Task description
Rewrite the part of the records below that opens with the first line and closes with the line containing "box: [26, 120, 93, 231]", both included, replacing "clicks" with "points" and leaving everything else unchanged. Give only those lines.

===== Information =====

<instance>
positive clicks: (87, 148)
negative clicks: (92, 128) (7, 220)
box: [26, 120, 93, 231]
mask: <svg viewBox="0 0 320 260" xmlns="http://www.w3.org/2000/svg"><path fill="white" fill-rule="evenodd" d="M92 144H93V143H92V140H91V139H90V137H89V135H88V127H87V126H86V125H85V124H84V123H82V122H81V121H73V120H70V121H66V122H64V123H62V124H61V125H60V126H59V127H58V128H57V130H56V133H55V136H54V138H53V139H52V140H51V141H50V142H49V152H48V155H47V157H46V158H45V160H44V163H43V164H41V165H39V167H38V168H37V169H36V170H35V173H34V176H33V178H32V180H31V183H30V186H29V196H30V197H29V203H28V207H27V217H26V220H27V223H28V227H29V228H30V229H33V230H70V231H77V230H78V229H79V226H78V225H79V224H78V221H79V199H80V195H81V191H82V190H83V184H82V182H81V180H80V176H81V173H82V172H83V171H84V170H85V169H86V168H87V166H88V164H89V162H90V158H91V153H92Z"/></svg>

=====

Solution for this task
<instance>
positive points: (87, 148)
negative points: (92, 128) (7, 220)
box: [26, 120, 93, 231]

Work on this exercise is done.